Istruzioni: Nel brano sull'Anno paolino e l'Anno sacerdotale, in quale occasione il Santo Padre inaugurerà l'Anno sacerdotale?

Brano:
===

L’Anno paolino, la cui chiusura è prevista il 29 giugno prossimo, passerà allora idealmente
il testimone all’Anno sacerdotale, che sarà inaugurato dal Santo Padre nei solenni
Vespri del 19 giugno, in un provvidenziale cammino all’insegna della continuità e
del necessario approfondimento di una delle urgenze del nostro tempo: la missione,
la nuova evangelizzazione. Nel 150. mo anniversario della nascita al cielo di San
Giovanni Maria Vianney, il noto Curato d’Ars, la Chiesa allora si stringe attorno
ai suoi sacerdoti per riscoprirne la feconda presenza e per ridirne l’essenziale e
ontologicamente distinto compito all’interno della missione universale che, giustamente,
coinvolge tutti i battezzati. La forza della missione nasce unicamente da un cuore
rinnovato dall’incontro con Cristo risorto, proprio come è accaduto all’apostolo Paolo.
Un incontro nel quale il Signore Gesù non sia solo conosciuto entusiasticamente o
recepito soltanto sul piano intellettuale, ma sia realmente esperito come l’imprevedibile
e straordinariamente affascinante risposta del Padre a tutte le attese del cuore ferito
dell’Uomo che scorge nella straordinaria presenza umano-divina del Redentore l’unica
adeguata corrispondenza al proprio umano e misteriosamente infinito bisogno di salvezza.
Il cuore di San Paolo, ferito dalla bellezza di Cristo, il cuore dei santi pastori
deve battere sempre in ogni cuore che sia autenticamente sacerdotale. D.

===

Elenco voci:
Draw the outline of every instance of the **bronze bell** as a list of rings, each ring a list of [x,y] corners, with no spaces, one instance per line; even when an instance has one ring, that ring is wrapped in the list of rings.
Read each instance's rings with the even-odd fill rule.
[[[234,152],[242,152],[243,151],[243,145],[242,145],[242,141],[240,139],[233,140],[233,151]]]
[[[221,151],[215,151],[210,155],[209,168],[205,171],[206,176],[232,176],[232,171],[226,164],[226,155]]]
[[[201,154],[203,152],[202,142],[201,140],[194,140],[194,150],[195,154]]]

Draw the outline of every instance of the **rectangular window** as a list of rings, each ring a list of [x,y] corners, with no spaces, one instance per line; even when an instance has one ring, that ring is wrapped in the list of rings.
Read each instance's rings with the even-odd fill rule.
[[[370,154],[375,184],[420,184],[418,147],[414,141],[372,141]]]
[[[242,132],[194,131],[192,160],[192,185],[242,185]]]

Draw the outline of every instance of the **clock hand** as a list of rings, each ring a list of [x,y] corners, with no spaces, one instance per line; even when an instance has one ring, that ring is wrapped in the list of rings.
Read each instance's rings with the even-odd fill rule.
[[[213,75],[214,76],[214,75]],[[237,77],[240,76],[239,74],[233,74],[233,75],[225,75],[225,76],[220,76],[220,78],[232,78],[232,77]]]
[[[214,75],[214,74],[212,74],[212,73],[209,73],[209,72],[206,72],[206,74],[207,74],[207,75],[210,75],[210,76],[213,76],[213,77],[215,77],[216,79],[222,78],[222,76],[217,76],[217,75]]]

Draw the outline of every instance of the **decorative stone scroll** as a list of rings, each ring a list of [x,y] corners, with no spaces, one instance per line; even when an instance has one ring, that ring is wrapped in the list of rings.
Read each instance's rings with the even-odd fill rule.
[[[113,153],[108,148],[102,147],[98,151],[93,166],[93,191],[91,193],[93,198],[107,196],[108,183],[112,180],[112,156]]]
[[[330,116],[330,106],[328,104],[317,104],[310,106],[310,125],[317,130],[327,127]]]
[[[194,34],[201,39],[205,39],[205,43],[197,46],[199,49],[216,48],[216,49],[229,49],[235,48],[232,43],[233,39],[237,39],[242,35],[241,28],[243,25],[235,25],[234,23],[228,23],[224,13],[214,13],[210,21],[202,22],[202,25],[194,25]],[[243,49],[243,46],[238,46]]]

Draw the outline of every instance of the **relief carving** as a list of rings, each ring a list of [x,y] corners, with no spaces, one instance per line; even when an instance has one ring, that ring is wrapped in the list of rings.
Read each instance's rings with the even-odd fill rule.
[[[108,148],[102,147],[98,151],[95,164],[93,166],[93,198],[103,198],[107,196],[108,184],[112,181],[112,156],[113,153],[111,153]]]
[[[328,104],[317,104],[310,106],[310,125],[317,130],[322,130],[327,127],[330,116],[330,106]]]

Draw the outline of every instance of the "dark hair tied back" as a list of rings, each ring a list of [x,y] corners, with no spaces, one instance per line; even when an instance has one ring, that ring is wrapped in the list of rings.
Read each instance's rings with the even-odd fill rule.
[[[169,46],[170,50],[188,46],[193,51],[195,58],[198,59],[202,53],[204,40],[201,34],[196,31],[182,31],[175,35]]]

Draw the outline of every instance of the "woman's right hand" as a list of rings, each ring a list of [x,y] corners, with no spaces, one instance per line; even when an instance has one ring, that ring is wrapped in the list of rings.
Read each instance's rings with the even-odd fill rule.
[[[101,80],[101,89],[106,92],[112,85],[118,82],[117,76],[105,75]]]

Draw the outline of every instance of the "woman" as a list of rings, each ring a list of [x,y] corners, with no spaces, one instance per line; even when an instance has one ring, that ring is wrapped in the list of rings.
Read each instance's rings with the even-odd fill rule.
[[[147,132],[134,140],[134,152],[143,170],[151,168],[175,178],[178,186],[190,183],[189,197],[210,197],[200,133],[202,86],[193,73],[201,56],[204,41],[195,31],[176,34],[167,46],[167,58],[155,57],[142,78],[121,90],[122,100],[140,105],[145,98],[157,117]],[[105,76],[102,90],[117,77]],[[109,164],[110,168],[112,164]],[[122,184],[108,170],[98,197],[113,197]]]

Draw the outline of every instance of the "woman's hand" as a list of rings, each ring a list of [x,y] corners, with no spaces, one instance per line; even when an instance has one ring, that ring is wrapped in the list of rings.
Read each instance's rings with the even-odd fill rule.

===

Soluzione: Nei solenni Vespri del 19 giugno.